▶ **WORK INSTRUCTION**
Among the lines of the data, copy those that hold "mast".

▶ **AVAILABLE DATA**
• • •

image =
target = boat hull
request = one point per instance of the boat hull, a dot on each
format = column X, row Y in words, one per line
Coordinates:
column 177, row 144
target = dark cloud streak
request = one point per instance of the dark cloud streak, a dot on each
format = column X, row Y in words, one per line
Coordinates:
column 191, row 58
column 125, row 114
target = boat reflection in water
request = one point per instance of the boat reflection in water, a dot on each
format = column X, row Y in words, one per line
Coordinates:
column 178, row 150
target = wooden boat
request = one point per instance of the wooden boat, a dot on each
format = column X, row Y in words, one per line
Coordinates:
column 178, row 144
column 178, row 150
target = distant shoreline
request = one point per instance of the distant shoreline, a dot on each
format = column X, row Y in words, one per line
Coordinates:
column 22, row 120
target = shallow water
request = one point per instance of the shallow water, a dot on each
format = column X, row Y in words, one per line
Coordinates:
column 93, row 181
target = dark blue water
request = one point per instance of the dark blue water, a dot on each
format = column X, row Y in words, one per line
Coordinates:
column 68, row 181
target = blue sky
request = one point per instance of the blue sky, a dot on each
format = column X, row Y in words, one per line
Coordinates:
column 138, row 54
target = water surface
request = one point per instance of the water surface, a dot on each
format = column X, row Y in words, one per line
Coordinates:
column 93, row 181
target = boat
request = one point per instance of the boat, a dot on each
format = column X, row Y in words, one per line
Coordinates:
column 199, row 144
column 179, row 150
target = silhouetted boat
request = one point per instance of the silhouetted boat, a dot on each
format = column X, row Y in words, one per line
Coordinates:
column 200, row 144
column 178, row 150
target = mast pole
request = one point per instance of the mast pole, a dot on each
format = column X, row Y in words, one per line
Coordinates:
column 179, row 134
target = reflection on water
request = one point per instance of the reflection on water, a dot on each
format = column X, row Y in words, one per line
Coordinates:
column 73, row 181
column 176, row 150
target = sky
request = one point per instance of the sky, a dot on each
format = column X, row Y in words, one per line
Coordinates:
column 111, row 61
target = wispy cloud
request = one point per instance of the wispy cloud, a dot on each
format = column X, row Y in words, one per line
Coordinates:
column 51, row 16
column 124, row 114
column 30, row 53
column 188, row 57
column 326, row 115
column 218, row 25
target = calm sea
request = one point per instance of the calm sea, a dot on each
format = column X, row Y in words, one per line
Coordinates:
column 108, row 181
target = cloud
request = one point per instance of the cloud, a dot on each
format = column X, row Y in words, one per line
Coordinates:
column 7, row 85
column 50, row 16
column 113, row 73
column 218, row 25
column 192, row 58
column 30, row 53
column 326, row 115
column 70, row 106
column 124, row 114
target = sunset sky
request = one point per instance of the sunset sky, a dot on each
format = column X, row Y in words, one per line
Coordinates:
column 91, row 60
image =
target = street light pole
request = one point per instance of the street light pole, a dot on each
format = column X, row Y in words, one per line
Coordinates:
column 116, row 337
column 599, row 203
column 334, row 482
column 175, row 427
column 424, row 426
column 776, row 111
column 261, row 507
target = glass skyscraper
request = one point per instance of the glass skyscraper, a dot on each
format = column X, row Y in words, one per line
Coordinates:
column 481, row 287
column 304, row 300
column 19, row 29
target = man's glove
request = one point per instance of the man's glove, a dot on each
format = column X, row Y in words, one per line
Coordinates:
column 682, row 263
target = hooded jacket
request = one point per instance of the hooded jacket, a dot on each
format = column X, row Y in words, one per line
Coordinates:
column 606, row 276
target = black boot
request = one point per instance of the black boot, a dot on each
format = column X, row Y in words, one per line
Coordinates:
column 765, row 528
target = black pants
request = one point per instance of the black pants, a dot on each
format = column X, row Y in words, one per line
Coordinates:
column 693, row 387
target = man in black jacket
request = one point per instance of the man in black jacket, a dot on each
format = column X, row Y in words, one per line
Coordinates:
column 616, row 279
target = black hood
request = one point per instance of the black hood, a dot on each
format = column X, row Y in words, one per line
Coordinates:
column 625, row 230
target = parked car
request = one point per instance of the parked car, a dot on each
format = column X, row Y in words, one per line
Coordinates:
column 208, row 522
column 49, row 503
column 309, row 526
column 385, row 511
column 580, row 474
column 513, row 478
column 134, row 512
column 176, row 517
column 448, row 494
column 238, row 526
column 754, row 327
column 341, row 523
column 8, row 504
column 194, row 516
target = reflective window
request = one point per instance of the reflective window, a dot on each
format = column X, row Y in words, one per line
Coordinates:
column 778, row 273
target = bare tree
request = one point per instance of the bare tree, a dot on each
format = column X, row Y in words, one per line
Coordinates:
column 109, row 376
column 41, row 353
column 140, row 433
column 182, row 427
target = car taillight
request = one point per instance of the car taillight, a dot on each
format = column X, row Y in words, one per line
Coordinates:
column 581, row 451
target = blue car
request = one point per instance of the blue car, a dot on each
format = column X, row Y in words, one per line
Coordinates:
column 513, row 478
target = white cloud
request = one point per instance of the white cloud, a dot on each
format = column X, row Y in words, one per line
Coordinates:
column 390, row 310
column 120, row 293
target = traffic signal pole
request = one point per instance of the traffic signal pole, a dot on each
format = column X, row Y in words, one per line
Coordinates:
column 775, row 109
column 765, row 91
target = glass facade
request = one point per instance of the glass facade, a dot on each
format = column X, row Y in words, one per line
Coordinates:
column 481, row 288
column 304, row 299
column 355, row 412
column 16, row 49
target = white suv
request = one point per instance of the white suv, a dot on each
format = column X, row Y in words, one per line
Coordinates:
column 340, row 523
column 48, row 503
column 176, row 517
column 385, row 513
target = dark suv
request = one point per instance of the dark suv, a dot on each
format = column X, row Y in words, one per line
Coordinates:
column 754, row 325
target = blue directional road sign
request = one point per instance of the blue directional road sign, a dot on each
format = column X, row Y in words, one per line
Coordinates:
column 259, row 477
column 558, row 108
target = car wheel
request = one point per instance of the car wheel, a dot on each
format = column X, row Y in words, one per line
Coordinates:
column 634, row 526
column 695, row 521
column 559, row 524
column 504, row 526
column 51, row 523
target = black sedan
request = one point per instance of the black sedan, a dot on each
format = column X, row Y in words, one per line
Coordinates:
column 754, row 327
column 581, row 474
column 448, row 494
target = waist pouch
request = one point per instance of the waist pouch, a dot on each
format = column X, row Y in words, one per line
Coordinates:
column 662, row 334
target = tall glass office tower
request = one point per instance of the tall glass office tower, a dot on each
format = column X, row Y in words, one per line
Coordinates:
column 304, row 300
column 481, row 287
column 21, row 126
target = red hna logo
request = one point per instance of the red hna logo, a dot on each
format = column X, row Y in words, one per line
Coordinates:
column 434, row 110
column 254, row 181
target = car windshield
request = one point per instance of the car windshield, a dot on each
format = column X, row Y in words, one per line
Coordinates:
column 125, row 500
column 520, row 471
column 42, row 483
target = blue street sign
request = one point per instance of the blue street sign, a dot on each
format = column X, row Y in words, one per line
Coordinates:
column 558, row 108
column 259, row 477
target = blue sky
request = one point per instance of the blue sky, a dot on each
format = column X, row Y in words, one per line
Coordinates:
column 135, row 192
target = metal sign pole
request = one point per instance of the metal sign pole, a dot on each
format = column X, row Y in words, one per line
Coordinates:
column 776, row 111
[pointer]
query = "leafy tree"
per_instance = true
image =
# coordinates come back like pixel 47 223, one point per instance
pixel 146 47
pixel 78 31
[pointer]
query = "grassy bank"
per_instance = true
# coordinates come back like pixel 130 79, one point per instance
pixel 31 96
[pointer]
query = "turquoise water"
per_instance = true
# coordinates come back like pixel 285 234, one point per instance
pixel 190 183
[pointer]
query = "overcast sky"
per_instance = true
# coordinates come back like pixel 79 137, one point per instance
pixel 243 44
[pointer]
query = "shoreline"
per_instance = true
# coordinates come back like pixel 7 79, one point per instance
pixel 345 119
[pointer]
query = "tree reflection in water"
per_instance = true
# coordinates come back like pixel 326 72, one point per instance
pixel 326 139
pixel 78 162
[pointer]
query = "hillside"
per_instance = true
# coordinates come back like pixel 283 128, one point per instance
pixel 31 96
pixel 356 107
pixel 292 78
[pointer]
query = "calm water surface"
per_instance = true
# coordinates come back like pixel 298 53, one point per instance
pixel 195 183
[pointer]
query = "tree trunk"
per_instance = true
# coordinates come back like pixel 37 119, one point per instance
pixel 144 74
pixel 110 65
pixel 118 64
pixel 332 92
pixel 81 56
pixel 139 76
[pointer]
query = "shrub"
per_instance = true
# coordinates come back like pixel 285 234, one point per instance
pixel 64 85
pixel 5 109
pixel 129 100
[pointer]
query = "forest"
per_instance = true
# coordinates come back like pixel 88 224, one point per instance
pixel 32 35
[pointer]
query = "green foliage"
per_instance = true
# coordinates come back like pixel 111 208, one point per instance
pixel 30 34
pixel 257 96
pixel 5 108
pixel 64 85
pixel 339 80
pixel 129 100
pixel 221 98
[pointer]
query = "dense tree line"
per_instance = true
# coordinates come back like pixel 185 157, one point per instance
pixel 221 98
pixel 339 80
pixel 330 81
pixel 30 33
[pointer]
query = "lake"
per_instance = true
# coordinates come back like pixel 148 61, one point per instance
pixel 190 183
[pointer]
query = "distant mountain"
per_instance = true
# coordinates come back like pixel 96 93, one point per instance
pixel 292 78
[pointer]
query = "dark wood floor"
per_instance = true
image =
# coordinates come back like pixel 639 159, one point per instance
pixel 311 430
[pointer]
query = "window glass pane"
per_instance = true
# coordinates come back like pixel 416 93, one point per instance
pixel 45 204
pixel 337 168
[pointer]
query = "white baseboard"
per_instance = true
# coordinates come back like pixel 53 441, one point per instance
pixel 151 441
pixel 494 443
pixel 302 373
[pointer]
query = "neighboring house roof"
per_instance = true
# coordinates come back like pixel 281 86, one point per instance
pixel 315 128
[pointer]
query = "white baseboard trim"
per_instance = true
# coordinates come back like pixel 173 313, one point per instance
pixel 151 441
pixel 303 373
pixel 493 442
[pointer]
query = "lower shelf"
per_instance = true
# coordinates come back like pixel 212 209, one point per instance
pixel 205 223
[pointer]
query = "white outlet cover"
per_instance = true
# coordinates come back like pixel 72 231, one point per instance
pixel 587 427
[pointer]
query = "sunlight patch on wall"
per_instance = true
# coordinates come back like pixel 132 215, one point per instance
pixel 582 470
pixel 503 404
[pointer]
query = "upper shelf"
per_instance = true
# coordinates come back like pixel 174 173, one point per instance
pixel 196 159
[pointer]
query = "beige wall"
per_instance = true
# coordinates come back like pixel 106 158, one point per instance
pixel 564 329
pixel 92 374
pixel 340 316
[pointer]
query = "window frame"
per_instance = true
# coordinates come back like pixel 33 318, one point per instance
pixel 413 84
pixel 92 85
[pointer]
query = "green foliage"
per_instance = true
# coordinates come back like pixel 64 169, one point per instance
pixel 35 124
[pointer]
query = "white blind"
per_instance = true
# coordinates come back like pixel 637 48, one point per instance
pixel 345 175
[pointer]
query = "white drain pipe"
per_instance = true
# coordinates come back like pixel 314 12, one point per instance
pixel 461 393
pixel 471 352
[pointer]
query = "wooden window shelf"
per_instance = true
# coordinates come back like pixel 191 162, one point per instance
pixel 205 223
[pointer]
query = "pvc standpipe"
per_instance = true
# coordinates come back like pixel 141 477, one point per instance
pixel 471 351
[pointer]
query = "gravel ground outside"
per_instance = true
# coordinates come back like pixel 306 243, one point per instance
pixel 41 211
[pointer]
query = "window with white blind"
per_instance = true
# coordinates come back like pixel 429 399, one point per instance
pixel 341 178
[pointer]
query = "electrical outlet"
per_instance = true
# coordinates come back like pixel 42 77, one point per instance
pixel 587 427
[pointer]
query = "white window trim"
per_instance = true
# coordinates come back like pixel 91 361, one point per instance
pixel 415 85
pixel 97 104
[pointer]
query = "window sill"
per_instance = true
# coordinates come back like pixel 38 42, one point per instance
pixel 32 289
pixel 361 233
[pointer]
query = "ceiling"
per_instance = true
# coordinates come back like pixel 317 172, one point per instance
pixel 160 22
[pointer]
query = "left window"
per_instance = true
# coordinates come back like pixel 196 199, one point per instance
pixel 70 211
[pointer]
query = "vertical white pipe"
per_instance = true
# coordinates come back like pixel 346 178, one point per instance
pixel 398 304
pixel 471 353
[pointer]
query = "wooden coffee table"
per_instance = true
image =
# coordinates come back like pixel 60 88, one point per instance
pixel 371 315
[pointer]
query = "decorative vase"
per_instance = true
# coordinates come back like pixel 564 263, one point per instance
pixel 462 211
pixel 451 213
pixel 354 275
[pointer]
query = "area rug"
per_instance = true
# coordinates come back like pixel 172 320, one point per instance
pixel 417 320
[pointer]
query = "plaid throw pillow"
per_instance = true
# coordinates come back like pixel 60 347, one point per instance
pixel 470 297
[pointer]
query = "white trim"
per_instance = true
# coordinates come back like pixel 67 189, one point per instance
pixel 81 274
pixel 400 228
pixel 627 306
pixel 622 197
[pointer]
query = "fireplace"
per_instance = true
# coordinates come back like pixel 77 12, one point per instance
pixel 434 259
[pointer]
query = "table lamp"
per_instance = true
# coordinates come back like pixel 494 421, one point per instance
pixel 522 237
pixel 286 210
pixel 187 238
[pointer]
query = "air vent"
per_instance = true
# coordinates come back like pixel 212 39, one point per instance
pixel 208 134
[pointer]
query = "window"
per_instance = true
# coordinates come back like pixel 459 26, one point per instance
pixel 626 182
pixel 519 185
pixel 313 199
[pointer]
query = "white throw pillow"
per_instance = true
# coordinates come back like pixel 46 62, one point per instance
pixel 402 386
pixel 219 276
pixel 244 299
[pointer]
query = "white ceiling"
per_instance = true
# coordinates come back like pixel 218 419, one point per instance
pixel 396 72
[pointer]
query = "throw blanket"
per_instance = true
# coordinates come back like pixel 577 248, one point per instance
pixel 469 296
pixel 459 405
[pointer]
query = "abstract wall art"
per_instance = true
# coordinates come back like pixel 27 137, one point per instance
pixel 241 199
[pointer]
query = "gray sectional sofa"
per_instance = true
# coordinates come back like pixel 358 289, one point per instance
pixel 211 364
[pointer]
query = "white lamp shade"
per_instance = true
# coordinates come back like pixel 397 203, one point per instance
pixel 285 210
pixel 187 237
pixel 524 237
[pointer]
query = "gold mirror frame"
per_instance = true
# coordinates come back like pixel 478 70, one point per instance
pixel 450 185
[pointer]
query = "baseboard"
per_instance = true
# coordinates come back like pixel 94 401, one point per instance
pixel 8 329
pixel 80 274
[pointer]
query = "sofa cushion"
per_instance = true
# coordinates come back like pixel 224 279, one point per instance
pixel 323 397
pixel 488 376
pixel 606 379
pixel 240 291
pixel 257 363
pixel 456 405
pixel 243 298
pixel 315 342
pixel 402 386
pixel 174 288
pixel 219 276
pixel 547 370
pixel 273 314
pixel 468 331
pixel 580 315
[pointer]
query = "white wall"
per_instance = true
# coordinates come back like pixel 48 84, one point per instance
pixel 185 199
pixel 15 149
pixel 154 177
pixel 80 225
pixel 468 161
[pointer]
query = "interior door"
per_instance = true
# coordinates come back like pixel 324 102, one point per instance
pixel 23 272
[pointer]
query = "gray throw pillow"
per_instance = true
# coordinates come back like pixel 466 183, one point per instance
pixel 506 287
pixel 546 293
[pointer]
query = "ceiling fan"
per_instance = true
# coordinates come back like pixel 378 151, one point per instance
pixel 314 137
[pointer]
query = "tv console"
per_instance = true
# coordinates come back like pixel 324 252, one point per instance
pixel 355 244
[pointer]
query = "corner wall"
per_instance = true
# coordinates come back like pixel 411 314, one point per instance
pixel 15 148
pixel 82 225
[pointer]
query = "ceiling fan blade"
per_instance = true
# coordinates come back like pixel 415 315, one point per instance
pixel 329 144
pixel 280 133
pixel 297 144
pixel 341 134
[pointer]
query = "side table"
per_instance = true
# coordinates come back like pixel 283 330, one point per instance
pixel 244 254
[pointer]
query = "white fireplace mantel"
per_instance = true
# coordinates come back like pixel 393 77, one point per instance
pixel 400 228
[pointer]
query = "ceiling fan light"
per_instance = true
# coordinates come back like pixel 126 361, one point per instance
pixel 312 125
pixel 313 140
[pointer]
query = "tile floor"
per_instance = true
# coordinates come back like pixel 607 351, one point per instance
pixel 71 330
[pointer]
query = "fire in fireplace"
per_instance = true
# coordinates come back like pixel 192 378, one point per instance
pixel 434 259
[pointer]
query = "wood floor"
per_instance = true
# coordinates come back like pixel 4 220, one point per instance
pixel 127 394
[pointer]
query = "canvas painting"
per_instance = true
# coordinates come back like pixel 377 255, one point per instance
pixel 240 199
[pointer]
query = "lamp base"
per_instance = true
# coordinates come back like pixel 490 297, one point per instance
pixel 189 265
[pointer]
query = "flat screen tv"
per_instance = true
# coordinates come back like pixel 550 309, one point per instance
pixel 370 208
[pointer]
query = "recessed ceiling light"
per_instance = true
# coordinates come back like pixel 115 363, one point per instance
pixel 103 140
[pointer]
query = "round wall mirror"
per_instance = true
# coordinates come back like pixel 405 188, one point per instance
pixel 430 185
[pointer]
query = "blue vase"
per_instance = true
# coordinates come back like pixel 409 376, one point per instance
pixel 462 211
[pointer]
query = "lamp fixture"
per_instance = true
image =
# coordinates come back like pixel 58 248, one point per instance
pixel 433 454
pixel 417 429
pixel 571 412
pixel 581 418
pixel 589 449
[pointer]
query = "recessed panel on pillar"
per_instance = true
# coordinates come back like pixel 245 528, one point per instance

• • •

▶ **ANSWER SECTION**
target = mast pole
request = one point per instance of the mast pole, a dot on each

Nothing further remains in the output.